*Deine Aufgaben*.
**1.** Schreib aus dem Sitzungsprotokoll den Abschnitt von „Das ist nicht“ bis „Sitzung des Ältestenrats.“ wortgetreu ab.
**2.** Führe das Sitzungsprotokoll im Anschluss an seinen letzten Satz fort.

Protokoll der Sitzung vom 17.03.2005

Herr Kollege Dr. Jürgens, wünschen Sie das Wort zu einer persönlichen Erklärung?

(Dr. Andreas Jürgens (BÜNDNIS 90/DIE GRÜ- NEN): Das, was mir vorgeworfen wurde, habe ich nicht gesagt!)

Das ist nicht der Fall. – Dann habe ich es so verstanden, dass beantragt wird, den Ältestenrat einzuberufen.

Ich unterbreche die Sitzung. Wir treffen uns in Raum 304 zur Sitzung des Ältestenrats.

(Unterbrechung von 10.08 bis 10.57 Uhr)

Ich eröffne die Sitzung wieder und erteile Herrn Kollegen Dr. Jürgens das Wort zu einer Erklärung.

Herr Präsident, meine Damen und Herren! Ich möchte von hier vorne erklären, dass ich in keinem Falle meine Äußerungen als persönliche Beleidigung irgendeiner einzelnen Person, schon gar nicht eines Abgeordneten dieses Hauses verstanden wissen wollte. Das war weder meine Absicht, noch habe ich dieses gewollt. Wenn dieser Eindruck entstanden sein sollte, so bedaure ich dies außerordentlich, und es tut mir sehr Leid.

Herr Kollege Dr. Jürgens, ich darf hier festhalten, dass der Ältestenrat die Angelegenheit besprochen hat, insbesondere zwei Passagen Ihrer Rede, die ich hier zitiere. Die erste:

Im tiefsten Innern der schwarzen Seele halten Sie es für das gute Recht eines Menschen, andere zu diskriminieren. Nur so lässt sich auch erklären, dass Sie das Antidiskriminierungsgesetz als Angriff auf die Freiheit empfinden.

Und das Zweite:

Weil das so ist, missverstehen Sie gerade das Antidiskriminierungsgesetz als Angriff auf die Freiheitsrechte. Uns geht es um die Freiheitsrechte aller Bürger, nicht nur der Steuerhinterzieher, wie z. B. bei der FDP.

Diese beiden Äußerungen liegen uns hier so vor. Wir haben im Ältestenrat darüber gesprochen, und ich erteile Ihnen nach § 75 unserer Geschäftsordnung für diese Äußerungen einen Ordnungsruf. Damit ist dieser Vorgang erledigt.

*Inhalt des Datensatzes*.
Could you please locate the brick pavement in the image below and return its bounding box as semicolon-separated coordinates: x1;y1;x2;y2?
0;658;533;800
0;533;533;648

*Lösungen*.
**1.**
Das ist nicht der Fall. – Dann habe ich es so verstanden, dass beantragt wird, den Ältestenrat einzuberufen.

Ich unterbreche die Sitzung. Wir treffen uns in Raum 304 zur Sitzung des Ältestenrats.

**2.**
(Ruth Wagner (Darmstadt) (FDP): Nein! – Weitere Zurufe von der CDU: Nein!)

Weitere Wortmeldungen zur Geschäftsordnung? – Herr Gotthardt.

Herr Präsident, meine sehr geehrten Damen und Herren! Ich gestehe sehr freimütig, dass nach der Geschäftsordnung der Vorgang damit vielleicht erledigt ist,ich will aber darauf hinweisen,dass es jenseits der beiden zitierten Passagen eine weitere gibt, die aus meiner Sicht nicht so stehen bleiben kann.Das ist nämlich die Passage,wo der Kollege Jürgens ausführt: „Sie müssen begründen, warum Sie es für richtig halten, dass weiterhin Frauen, Behinderte, Schwulen und Lesben benachteiligt werden dürfen.“ Denn dies hat kein Redner gesagt, das ist nicht das Ziel.

(Zurufe von der SPD und dem BÜNDNIS 90/DIE GRÜNEN)

Auch diese Passage kann man so nicht stehen lassen.

Ich sage in aller Deutlichkeit: Es reicht nicht, Herr Dr. Jürgens, hier zu sagen, Sie wollten niemanden beleidigen. Vielmehr war auch der Ältestenrat der Auffassung, dass Sie diese Passagen zurücknehmen müssen und sich nicht nur für das, was Sie gesagt haben, entschuldigen.

(Zurufe von dem BÜNDNIS 90/DIE GRÜNEN: Nein!)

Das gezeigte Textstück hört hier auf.